▶ **What you are asked to do**
Please rewrite these entries with every "whole pixels" changed to "integer pixels". Keep everything else the same.

▶ **Extracted data entries**

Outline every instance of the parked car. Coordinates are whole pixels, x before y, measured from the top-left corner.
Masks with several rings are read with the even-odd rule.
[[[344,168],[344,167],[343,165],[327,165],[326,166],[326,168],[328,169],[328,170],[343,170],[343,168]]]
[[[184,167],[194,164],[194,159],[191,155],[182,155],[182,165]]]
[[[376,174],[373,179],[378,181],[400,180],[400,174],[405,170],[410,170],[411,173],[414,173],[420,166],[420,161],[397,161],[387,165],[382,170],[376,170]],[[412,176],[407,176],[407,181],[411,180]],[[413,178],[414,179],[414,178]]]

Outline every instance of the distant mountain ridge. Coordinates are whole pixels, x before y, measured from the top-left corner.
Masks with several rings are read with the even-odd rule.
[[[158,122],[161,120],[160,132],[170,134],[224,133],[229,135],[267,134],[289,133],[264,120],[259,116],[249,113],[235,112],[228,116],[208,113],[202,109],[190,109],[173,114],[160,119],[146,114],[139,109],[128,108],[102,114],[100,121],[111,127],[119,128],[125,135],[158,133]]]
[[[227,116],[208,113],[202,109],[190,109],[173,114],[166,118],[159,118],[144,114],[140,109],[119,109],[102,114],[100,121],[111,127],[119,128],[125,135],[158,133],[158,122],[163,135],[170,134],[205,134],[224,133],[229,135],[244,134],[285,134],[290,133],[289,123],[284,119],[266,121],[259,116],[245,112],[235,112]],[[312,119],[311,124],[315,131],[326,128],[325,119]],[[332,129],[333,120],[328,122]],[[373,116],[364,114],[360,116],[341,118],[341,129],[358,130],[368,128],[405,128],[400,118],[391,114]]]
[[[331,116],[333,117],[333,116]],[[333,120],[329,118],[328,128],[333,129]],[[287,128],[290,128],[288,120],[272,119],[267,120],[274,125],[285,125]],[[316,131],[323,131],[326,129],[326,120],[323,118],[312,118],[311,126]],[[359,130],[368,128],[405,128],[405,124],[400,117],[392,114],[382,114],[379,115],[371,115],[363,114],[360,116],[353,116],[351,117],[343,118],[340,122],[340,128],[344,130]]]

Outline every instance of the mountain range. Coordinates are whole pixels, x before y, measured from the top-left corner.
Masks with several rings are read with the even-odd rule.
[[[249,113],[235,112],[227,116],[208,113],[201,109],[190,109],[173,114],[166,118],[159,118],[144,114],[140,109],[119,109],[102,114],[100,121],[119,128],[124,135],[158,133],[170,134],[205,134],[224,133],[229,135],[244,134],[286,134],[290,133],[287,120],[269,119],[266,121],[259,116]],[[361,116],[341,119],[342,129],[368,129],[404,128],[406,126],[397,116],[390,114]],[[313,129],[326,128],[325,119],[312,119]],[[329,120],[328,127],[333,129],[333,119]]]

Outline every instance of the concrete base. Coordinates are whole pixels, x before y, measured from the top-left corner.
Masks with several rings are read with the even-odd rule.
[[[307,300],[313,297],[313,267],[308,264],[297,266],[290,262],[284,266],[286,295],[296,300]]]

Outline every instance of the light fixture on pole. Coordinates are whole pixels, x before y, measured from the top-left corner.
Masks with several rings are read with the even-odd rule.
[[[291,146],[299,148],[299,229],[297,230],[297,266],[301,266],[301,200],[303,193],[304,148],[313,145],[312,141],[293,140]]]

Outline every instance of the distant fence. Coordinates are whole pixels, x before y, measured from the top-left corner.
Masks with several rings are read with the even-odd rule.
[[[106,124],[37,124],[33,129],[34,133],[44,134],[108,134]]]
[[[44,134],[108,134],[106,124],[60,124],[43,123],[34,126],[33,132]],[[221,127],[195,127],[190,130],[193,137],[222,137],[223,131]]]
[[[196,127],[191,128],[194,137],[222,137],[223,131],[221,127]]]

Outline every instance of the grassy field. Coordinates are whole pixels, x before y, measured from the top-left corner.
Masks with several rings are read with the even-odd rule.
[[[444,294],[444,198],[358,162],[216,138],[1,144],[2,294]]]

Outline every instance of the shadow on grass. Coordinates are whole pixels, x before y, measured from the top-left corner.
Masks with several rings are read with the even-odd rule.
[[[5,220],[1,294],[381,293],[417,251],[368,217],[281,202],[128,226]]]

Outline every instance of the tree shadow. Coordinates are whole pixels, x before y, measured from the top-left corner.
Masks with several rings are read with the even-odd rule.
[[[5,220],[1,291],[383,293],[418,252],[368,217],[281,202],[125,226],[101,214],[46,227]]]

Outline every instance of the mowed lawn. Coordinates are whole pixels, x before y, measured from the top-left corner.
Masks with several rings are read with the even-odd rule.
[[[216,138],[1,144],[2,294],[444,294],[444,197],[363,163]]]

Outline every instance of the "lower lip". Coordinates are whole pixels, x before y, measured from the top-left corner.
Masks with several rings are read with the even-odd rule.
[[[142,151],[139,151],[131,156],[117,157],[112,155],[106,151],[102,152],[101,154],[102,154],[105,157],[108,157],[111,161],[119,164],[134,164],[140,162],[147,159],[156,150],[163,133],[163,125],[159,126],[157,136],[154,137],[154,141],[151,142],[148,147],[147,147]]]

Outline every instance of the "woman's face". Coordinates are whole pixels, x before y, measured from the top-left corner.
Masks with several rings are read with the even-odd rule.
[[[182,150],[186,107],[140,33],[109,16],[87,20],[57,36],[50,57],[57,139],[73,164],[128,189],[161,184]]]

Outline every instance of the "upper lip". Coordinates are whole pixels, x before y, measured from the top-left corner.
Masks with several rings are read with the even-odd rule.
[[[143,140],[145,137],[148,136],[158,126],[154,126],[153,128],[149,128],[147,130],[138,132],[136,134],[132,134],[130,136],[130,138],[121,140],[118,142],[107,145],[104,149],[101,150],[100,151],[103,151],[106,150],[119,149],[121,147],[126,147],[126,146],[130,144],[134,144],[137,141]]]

▶ **Response for this exercise**
Outline every instance of the parked car. Coordinates are integer pixels, x before y, measured from the top-left corner.
Masks with several rings are read with the even-odd rule.
[[[344,168],[344,167],[343,165],[327,165],[326,166],[326,168],[328,169],[328,170],[343,170],[343,168]]]
[[[184,167],[194,164],[194,159],[191,155],[182,155],[182,165]]]
[[[376,174],[373,179],[378,181],[400,180],[400,174],[405,170],[410,170],[411,173],[414,173],[420,166],[420,161],[397,161],[387,165],[382,170],[376,170]],[[412,176],[407,176],[407,181],[411,180]],[[413,178],[414,179],[414,178]]]

Outline every instance of the distant mountain ridge. Coordinates are integer pixels, x before y, measured from the top-left corner.
Masks with several rings are read with the even-odd rule.
[[[158,122],[161,120],[160,132],[170,134],[224,133],[229,135],[267,134],[289,133],[264,120],[259,116],[249,113],[235,112],[228,116],[208,113],[202,109],[190,109],[173,114],[160,119],[146,114],[139,109],[128,108],[102,114],[100,121],[111,127],[119,128],[125,135],[158,133]]]
[[[227,116],[208,113],[202,109],[190,109],[173,114],[166,118],[159,118],[144,114],[140,109],[119,109],[102,114],[100,121],[111,127],[119,128],[125,135],[158,133],[158,122],[163,135],[170,134],[205,134],[224,133],[229,135],[244,134],[285,134],[290,133],[289,123],[284,119],[266,121],[259,116],[245,112],[235,112]],[[312,119],[311,124],[315,131],[326,128],[325,119]],[[332,129],[333,120],[328,122]],[[373,116],[364,114],[360,116],[341,118],[341,129],[358,130],[368,128],[405,128],[400,118],[391,114]]]
[[[331,116],[333,117],[333,116]],[[333,120],[329,118],[328,128],[333,129]],[[287,128],[290,128],[288,120],[272,119],[267,120],[274,125],[285,125]],[[316,131],[323,131],[326,129],[326,120],[323,118],[312,118],[311,126]],[[359,130],[368,128],[405,128],[405,124],[400,117],[392,114],[382,114],[379,115],[371,115],[363,114],[360,116],[353,116],[351,117],[343,118],[340,122],[340,128],[344,130]]]

Outline every instance of the mountain range. Coordinates are integer pixels, x before y, measured from the top-left corner.
Masks with several rings are read with the even-odd rule.
[[[249,113],[235,112],[227,116],[208,113],[201,109],[190,109],[173,114],[166,118],[159,118],[144,114],[140,109],[119,109],[102,114],[100,121],[119,128],[124,135],[158,133],[170,134],[205,134],[224,133],[229,135],[244,134],[286,134],[290,133],[287,120],[269,119],[266,121],[259,116]],[[361,116],[341,119],[342,129],[368,129],[404,128],[406,126],[397,116],[390,114]],[[313,129],[326,128],[325,119],[312,119]],[[329,120],[328,127],[333,129],[333,119]]]

Outline every instance of the concrete base. Coordinates are integer pixels, x before y, measured from the top-left corner.
Masks with several rings are read with the even-odd rule.
[[[307,300],[313,297],[313,267],[308,264],[297,266],[290,262],[284,266],[286,295],[296,300]]]

Outline every instance of the light fixture on pole. Coordinates are integer pixels, x before y, measured from the top-left corner.
Masks with several rings are read with the even-odd rule.
[[[291,146],[299,148],[299,229],[297,230],[297,266],[301,266],[301,200],[303,193],[304,148],[313,145],[312,141],[293,140]]]

Outline every instance of the distant fence. Coordinates are integer pixels, x before y, measured from the top-left corner.
Masks with several rings are read with the even-odd rule.
[[[106,124],[37,124],[33,129],[34,133],[44,134],[108,134]]]
[[[44,134],[108,134],[106,124],[60,124],[43,123],[34,126],[33,132]],[[221,127],[195,127],[190,130],[193,137],[222,137],[223,131]]]
[[[196,127],[191,128],[194,137],[222,137],[223,131],[221,127]]]

Outline every instance of the grassy field. Coordinates are integer pixels, x before y, measured from the top-left corner.
Masks with several rings are read with the even-odd rule.
[[[444,294],[444,198],[358,162],[216,138],[1,144],[2,294]]]

Outline every instance of the shadow on grass. Coordinates are integer pixels, x before y, measured from the top-left corner.
Masks with several rings are read with the even-odd rule.
[[[5,220],[1,294],[381,293],[417,251],[368,217],[281,202],[128,226]]]

Outline every instance of the tree shadow. Coordinates are integer pixels, x before y, measured from the top-left corner.
Masks with several rings are read with the even-odd rule.
[[[5,220],[1,291],[383,293],[418,252],[368,217],[281,202],[125,226],[101,214],[46,227]]]

Outline every instance of the mowed lawn. Coordinates are integer pixels, x before y, measured from the top-left corner.
Masks with several rings are read with the even-odd rule.
[[[216,138],[1,144],[2,294],[444,294],[444,197],[363,163]]]

Outline every instance of the "lower lip". Coordinates are integer pixels, x before y, measured from the top-left corner.
Masks with several rings are read with the even-odd rule.
[[[142,151],[139,151],[131,156],[117,157],[112,155],[106,151],[102,152],[101,154],[102,154],[105,157],[108,157],[111,161],[119,164],[134,164],[140,162],[147,159],[156,150],[163,133],[163,125],[159,126],[157,136],[154,137],[154,141],[151,142],[148,147],[147,147]]]

Outline every instance of the "woman's face". Coordinates are integer pixels, x before y, measured from the top-left corner.
Masks with several rings are read with the even-odd rule.
[[[182,150],[186,107],[140,33],[109,16],[87,20],[57,36],[50,57],[57,139],[73,164],[128,189],[161,184]]]

Outline every instance of the "upper lip". Coordinates are integer pixels, x before y, measured from the top-left corner.
Masks with several rings are read with the even-odd rule.
[[[143,140],[145,137],[148,136],[158,126],[154,126],[153,128],[149,128],[147,130],[138,132],[136,134],[132,134],[130,136],[130,138],[121,140],[118,142],[107,145],[104,149],[101,150],[100,151],[103,151],[106,150],[119,149],[121,147],[126,147],[126,146],[130,144],[134,144],[137,141]]]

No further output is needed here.